-------- Texto de la página
El quesillo de Santiaguito no era cualquier quesillo. Aunque se insista en llamarle Queso Oaxaca. No era la fibra sin alma ni sabor de supermercado, ni la pasta uniforme traída de leches de otros estados con fecha de caducidad en inglés. Era un arte. Un susurro blanco envuelto en sí mismo. Tenía el sabor de las ubres recién ordeñadas, de las manos de las mujeres que amasaban con fuerza y cariño las tiras aún tibias, de los cántaros de barro donde se asentaba la nata como una promesa.
Don Ezequiel Jerónimo, casi centenario, los recibió como se recibe a los últimos visitantes de un templo en ruinas. Sentado bajo un tejabán que parecía doblarse como su espalda, sostuvo en sus manos el que sería, sin saberlo, su último quesillo. “De aquí salieron las mejores bolas dobles crema de todo el valle. Pero ya no. Esto se acabó”, murmuró, como si pronunciara un réquiem campesino.
----------------
-------- Información proporcionada
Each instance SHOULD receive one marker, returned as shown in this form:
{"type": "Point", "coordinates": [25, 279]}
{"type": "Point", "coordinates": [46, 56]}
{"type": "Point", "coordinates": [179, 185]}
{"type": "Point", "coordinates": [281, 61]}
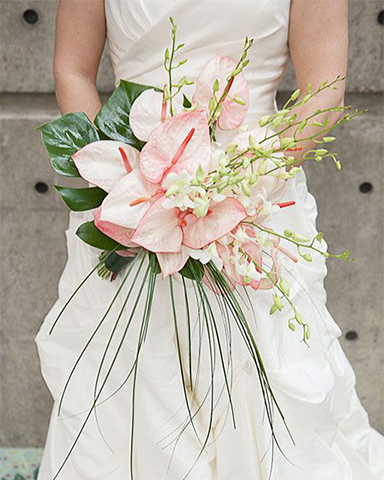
----------------
Tareas requeridas:
[a] ¿Cómo se llama el hombre casi centenario que recibe a los visitantes bajo un tejabán en el texto sobre el quesillo de Santiaguito?
[b] Continúa el texto sobre el quesillo de Santiaguito a partir de su última oración.

Respuestas por tarea:
[a] Don Ezequiel Jerónimo.

[b]
La leche ya no era de vacas de Santiaguito. Era de Puebla, de Chiapas, de Guerrero. Llegaba en tambos fríos, ajenos, sin historia, sin terneza. La alfalfa, antes orgullosa alfombra verde del valle, se había marchitado bajo los ladrillos. “Sin agua, no hay campo. Sin campo, no hay leche. Sin leche, no hay quesillo”, decía Irma, hija de don Ezequiel, con una lucidez que cortaba más que una navaja quesillera.
Aquel día, el reportero anotó nombres que hoy ya no suenan: don Beto, don Javier, Lázaro, Tereso, Carmelo… Guardianes de una técnica que no dejó escuela. Hombres y mujeres que medían el punto exacto del cuajo como quien mide el tiempo con el corazón. Ya no están. O si están, no producen. Algunos se fueron a trabajar a la ciudad, otros simplemente se rindieron. El mercado exigía quesillo a treinta pesos, no uno de cien con alma campesina.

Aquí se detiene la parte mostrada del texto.